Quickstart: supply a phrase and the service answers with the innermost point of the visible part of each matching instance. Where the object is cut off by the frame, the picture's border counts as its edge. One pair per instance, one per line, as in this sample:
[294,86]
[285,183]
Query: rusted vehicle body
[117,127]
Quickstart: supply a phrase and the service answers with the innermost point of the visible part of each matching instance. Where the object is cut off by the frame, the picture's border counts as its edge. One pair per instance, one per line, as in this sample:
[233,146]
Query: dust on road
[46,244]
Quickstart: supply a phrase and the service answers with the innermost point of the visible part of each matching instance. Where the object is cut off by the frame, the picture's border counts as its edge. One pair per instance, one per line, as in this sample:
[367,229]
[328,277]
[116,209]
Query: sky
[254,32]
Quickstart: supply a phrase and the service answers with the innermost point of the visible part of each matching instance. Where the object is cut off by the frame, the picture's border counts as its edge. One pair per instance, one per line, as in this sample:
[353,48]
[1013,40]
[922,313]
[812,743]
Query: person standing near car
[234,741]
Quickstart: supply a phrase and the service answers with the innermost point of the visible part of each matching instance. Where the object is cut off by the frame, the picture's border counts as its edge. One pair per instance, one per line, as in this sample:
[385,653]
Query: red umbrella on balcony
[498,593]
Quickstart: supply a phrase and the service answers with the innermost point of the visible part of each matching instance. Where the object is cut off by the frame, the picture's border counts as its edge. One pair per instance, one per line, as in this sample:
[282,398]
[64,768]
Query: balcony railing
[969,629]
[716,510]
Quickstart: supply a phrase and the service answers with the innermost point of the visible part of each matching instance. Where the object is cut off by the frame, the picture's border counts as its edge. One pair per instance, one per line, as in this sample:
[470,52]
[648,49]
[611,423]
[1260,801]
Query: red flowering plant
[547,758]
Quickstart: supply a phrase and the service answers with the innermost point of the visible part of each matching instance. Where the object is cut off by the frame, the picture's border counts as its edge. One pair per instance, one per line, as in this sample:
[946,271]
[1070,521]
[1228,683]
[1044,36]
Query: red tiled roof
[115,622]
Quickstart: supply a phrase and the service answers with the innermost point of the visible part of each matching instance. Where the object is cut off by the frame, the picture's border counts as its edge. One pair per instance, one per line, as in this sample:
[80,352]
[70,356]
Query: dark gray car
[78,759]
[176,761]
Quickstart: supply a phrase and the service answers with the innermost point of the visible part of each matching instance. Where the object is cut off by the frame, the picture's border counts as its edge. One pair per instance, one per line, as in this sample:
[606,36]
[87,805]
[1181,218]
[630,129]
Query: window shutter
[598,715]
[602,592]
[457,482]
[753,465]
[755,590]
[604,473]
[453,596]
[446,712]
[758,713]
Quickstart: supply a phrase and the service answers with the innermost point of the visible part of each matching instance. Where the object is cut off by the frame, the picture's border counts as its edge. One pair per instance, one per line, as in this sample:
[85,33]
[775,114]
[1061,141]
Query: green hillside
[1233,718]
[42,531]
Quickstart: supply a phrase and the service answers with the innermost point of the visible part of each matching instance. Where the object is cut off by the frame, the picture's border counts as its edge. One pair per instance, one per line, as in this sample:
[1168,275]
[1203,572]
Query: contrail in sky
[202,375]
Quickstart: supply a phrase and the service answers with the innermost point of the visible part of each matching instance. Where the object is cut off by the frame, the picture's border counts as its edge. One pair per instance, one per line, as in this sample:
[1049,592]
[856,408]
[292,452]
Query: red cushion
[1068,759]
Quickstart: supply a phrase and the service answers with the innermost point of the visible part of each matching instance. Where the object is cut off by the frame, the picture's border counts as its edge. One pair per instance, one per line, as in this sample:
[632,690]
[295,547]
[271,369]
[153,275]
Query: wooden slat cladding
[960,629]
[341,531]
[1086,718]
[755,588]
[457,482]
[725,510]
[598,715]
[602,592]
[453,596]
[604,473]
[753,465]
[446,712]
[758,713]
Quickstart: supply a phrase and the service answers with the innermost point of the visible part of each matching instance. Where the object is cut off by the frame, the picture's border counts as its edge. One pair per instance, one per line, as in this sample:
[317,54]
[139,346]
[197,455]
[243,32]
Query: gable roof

» **What the exercise asks**
Return all data verbatim.

» **Response to this task**
Quickstart: supply a phrase and the service answers with the innermost point of the visible part of each matching instance. Where the object is cut off by the frame, the picture's border counts as its edge. One pair per instance, one per line, as in this sample:
[294,86]
[285,183]
Query: rusted vehicle body
[117,127]
Quickstart: supply a phrase and the service answers with the innermost point of the visible part of each matching instance. Where the object is cut off by the frame, the picture's border counts as its edge. One pair per instance, one per line, as in this sample:
[233,146]
Query: dust on road
[46,244]
Quickstart: supply a phrase and the service answers with the innermost point of the visible part of each matching instance. Where the object is cut off by the frame, the picture's border counts as its edge. One pair per instance, one per line, as in this sample:
[367,229]
[328,277]
[116,209]
Query: sky
[254,32]
Quickstart: supply a phrase and the service answers with the innermost point of the visible part of each matching instance. Where the object is cut off by the frame, the picture's border counts as its edge. One pair per instance, one per line, as in this sample:
[353,48]
[1013,40]
[922,313]
[812,743]
Query: person standing near car
[234,741]
Quickstart: supply a phrase and the service answers with the innermost point of the visible part of each matching instance. Where the object is cut off by the frame, the picture's border counts as its edge. One pair per instance, one per line, as in this sample:
[385,653]
Query: red umbrella on balcony
[498,593]
Quickstart: supply a phrase and the service answers with the innermost point of the visible part of each matching instance. Where the object is cut off by the frame, the picture's border counts as its edge. One pair per instance, one per line, as in this sample:
[282,398]
[64,768]
Query: balcony railing
[969,629]
[716,510]
Quickstart: supply a phrase and the service answers with the innermost point of the visible part of each matching instance. Where the object is cut off by the frame, the picture's border counts as its edge. One pair per instance, one per line, as in this sample:
[470,52]
[648,49]
[611,423]
[1260,801]
Query: red flowering plant
[547,758]
Quickstart: supply a phrase and the service answers with the innermost point of the visible part of each matching instance. Where the object is cut off by the frame, the picture's border counts as its edge. One pair per instance, one per line, as in this sample:
[946,271]
[1070,521]
[1228,683]
[1044,36]
Query: red tiled roof
[115,622]
Quickstart: supply a phrase and the service answers with the innermost point of the visible part of each matching instance. Where the object is cut off by the frame, the picture's border counts as its edge. One pair per instance, one per line, as in this sample:
[80,352]
[70,356]
Query: dark gray car
[78,759]
[176,761]
Quickstart: supply a phrase and the service answers with the innermost point of the visible part of each matching instance. Where the object is cut off by the frame, the picture's border counts as its edge. One pair per instance, one per line, as in this sample:
[606,36]
[87,805]
[1181,218]
[630,129]
Query: window shutter
[598,715]
[602,592]
[457,482]
[753,465]
[755,590]
[604,473]
[453,596]
[446,712]
[758,713]
Quickstart: supply a phrase and the service answers with the innermost point of the visible part of each matching instance. Where the object is cut off by the frame, the picture's border counts as its edge. One pair per instance, one per line, as in this sample:
[85,33]
[775,114]
[1061,141]
Query: green hillside
[1233,718]
[42,531]
Quickstart: supply a phrase and the service answers with the innermost point of the visible part of each matching instance. Where the object is cut off by the frame, the picture's border counts as its edge. One pair per instance, one per line, as in this sample:
[1168,275]
[1203,572]
Query: contrail in sky
[202,375]
Quickstart: supply a phrase and the service answers with the innermost point of the visible part of each matching instance. Where the object is cut off by the frame, the picture's border counts as its edge. One pair per instance, one per line, as in this sample:
[1049,592]
[856,408]
[292,452]
Query: red cushion
[1068,759]
Quickstart: supply a phrase and the service answers with the innermost point of the visible part of each matching instance. Where the object is cut off by the frame, the picture's border counts as its edge. One pair per instance, one per line, as in this sample:
[632,690]
[295,547]
[271,369]
[153,275]
Query: wooden slat cladding
[960,629]
[341,531]
[1086,718]
[755,588]
[457,482]
[725,510]
[598,715]
[602,592]
[453,596]
[604,473]
[753,465]
[446,712]
[758,713]
Quickstart: supply a phrase and the service answers with the innermost point of the visible part of each matching instance. Where the object is cut off by the frame, the picture's border counts as its edge. One pair per instance, one per line, as in this sample:
[317,54]
[139,346]
[197,455]
[243,32]
Query: gable roof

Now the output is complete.